_Exercise description_
When you reach the line that contains "occurrence of ring" in the data below, copy it and every line after it exactly, adding nothing.
....................
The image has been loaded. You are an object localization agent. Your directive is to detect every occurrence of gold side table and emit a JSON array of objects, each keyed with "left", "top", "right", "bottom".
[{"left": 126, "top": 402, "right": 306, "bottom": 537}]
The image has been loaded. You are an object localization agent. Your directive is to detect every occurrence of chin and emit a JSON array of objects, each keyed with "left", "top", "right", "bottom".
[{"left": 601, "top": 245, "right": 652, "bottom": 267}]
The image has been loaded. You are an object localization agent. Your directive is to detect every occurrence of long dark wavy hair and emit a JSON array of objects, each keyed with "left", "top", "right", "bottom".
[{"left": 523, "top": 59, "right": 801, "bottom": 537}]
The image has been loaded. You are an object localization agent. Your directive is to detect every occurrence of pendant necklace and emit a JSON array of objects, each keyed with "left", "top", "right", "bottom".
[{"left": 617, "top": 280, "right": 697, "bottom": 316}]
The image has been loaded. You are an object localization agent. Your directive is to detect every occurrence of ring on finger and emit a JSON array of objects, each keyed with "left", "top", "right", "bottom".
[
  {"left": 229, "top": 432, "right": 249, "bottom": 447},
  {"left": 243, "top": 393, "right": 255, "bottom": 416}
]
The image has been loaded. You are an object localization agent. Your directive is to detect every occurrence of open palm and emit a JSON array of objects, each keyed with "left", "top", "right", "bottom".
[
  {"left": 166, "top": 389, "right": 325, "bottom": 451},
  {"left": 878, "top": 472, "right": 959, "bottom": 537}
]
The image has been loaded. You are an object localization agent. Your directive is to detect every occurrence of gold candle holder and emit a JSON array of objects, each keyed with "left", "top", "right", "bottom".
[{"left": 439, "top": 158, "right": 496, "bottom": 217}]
....................
_Completed exercise_
The image has been loaded. You are an object localization agent. Your directive is to detect every occurrence of ring on finger and emit a JSON array of objects, each keyed with "left", "top", "right", "bottom".
[
  {"left": 229, "top": 432, "right": 249, "bottom": 447},
  {"left": 243, "top": 393, "right": 255, "bottom": 416}
]
The image has been loaded. You are an object localization agent. Your directive is to detect every occurrence of open palm and emit a JSON array of objects, each keyed with "left", "top", "right", "bottom".
[
  {"left": 166, "top": 389, "right": 325, "bottom": 451},
  {"left": 878, "top": 472, "right": 959, "bottom": 537}
]
The image has been loaded. You are an object localization agent. Your directive is to detect every occurrence of gold candle holder and emit a JSON array of objects, each keyed with "left", "top", "right", "bottom".
[{"left": 439, "top": 158, "right": 496, "bottom": 217}]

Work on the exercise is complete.